### Source excerpt ###

A little over one year ago, I make a decisive break with traditional percentage-based grading systems and embraced specifications grading. I was motivated by experiences in my calculus classes where, after over 20 years of using traditional grading, I was finally fed up with the way it gives false positives and false negatives, stresses students out, and disadvantages students who need more flexibility and more choices to show evidence of learning.
That first implementation in January 2015, which I call “Iteration 1”, had lots of bugs, but it was still the best experience I’d ever had with grading up to that point. Iteration 2 was for an online course, and although I used specs grading it was so different due to being online that it’s hard to compare it with Iteration 1. Iteration 3 was in the fall, and as I noted here before it was worse than either Iterations 1 or 2 because I made the system too complicated. What I want to talk about now is Iteration 4, which is what I am currently using and I think it’s the closest I’ve gotten so far to the ideal grading experience for both myself and for students.
In this post I want to focus on something I stumbled across that makes Iteration 4 work so far, and it’s the grading rubric I am using for the major pieces of student work. It’s known as the EMRF rubric and it’s due to Rodney Stutzman and Kimberly Race. It came up in a discussion on the Standards-Based/Specifications Grading community on Google+ (which all the cool kids have joined, so get on that) and once I saw it, I knew that this was the rubric I had been looking for.
I’ve learned that in this style of grading, it really pays to have a simple, visual standard grading rubric for all major assignments. If you have one, then it’s helpful for students because it provides transparency and a way for students to self-evaluate; and for you, it provides some measure of consistency in grading without having to agonize about giving the same number of points for similar work. Classic Linda Nilson-style specs grading uses a two-level rubric – Pass/Fail. I instituted a three-level rubric for grading proofs and other complex problem solving tasks – Pass/Progressing/Fail. (I changed “Fail” to “No Pass”.) The middle layer of the rubric is for work that doesn’t quite meet the specifications I set out, but it’s close, and pragmatically the difference is that students have to spend a token to revise and resubmit “No Pass” work but they can revise “Progressing” work for free.
What I found was missing from this three-level rubric was a designation for really excellent work. The “Pass” level was synonymous with “good enough”, and in my courses this is exactly what I was getting – “good enough”. There wasn’t much incentive for excellence. Yes, I could set the bar very high for “good enough” and call that “Passing”, but it always felt to me that there needed to be something like “Pass+” in my system, and then the requirements to earn an A in the course would require a certain number of instances of really excellent work.
The EMRF rubric does this. It is basically a Pass/Fail rubric with one extra layer on each side. In my specs grading system in Iteration 4, anything that registers as E or M is considered “Pass”, and I have laid out in mind-numbing detail in a specifications document what it takes to attain these levels. Likewise anything that grades out to R or F is considered “No Pass” or (as I prefer) “Not Yet” or “Try Again”.
In my Discrete Structures courses, students work on three kinds of assignments – Assessments (short timed in-class quizzes that measure proficiency on a single one of 20 different learning targets for the semester), Miniprojects (which apply basic knowledge to new problems), and Course Management tasks that include preparation activities, daily homework, and weekly quizzes over the syllabus. Assessments and Miniprojects are graded on the EMRF rubric while course management tasks are graded Pass/Fail, usually on the basis of just completeness and effort. To get an “A” in the class, students must:
- Earn “Pass” grades (E or M) on all 20 learning target assessments, then provide a second item of evidence of proficiency for 10 of those 20 learning targets, and earn at least five grades of E in the process.

###

Job 1: In the grading post, who is the EMRF rubric credited to?
The grading post and the rows have no connection to each other.

### Listing ###

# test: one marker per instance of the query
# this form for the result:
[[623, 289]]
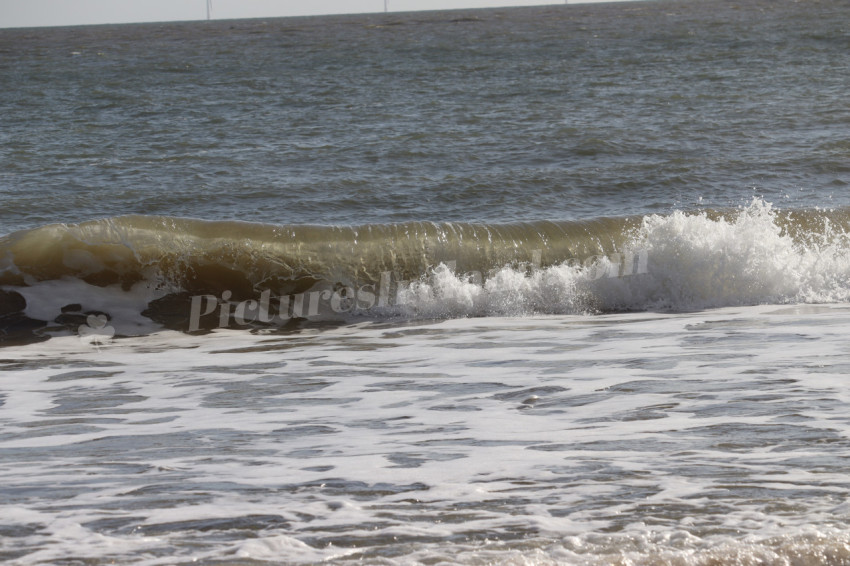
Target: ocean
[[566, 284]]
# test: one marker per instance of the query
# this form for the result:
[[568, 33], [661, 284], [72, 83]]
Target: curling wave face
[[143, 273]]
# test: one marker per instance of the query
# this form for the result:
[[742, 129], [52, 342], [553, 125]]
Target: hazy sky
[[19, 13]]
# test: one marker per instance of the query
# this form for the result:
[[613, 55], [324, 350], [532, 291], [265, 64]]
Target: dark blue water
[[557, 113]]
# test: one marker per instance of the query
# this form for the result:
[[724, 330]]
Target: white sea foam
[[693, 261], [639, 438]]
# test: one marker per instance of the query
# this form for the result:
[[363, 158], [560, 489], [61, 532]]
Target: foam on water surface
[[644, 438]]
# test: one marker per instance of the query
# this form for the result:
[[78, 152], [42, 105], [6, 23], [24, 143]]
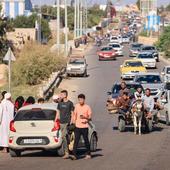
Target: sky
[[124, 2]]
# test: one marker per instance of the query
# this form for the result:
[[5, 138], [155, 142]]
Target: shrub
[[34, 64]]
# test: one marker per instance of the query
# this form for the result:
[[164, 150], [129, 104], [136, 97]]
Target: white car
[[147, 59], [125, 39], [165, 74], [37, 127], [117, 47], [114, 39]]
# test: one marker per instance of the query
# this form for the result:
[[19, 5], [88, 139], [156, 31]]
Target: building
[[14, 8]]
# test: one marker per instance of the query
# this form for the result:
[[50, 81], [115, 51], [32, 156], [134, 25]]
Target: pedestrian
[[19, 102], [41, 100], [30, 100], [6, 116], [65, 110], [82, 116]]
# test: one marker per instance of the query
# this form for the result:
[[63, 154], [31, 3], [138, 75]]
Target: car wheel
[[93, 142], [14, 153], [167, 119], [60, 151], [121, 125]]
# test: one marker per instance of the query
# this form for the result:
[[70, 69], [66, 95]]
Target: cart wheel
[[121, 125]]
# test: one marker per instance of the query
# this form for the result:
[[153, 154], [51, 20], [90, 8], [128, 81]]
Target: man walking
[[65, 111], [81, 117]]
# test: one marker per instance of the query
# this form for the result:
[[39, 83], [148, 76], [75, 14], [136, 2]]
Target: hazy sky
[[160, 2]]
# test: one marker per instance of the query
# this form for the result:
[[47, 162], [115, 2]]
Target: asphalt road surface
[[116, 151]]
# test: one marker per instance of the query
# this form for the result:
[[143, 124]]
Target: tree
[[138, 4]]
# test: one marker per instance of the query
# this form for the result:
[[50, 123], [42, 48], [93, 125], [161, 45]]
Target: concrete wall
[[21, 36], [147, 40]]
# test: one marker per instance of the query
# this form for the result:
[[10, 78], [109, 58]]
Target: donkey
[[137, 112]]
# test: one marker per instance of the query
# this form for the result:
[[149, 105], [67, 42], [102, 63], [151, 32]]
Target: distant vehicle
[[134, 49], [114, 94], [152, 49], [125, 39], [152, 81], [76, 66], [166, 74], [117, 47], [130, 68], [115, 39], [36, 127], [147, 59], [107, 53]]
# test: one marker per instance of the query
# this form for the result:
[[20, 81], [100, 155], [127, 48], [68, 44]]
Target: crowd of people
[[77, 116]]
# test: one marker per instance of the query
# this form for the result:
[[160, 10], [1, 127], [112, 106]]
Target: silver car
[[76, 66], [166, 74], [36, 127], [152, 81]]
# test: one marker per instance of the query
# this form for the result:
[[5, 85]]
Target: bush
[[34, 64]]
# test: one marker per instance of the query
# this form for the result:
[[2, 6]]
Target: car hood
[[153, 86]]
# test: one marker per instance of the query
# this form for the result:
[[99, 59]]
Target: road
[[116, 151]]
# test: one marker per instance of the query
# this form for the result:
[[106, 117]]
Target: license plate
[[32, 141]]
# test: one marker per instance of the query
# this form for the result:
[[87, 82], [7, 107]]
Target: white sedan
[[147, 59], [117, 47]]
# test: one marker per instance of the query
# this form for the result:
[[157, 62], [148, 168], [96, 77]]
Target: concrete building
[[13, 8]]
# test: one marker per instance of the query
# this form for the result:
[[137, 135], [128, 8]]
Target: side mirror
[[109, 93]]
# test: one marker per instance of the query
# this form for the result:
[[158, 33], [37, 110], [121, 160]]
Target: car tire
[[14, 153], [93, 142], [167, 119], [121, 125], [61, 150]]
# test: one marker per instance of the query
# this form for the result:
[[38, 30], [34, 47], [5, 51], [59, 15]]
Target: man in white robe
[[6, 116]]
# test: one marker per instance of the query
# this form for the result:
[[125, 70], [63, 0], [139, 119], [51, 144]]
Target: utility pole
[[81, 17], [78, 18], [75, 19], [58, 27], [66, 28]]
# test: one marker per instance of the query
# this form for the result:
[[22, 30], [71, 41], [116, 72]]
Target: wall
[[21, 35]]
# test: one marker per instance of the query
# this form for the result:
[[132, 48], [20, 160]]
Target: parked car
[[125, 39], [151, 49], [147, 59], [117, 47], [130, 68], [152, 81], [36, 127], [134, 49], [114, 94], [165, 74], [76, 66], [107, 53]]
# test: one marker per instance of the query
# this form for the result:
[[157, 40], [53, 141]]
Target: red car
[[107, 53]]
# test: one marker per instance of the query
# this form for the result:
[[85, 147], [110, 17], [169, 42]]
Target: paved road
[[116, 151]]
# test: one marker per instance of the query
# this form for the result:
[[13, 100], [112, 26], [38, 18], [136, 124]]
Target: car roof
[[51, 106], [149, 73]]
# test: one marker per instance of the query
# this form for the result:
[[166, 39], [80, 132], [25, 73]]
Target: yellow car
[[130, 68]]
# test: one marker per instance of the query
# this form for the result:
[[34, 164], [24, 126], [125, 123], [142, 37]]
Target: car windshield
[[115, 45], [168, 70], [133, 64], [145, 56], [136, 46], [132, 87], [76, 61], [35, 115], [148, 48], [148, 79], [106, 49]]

###

Job 2: Please pull out every row that contains the word "white".

Task response 1: Rodney Stutzman and Kimberly Race.

Task response 2:
Target: white sea foam
Target: white car
Target: white sedan
Target: man in white robe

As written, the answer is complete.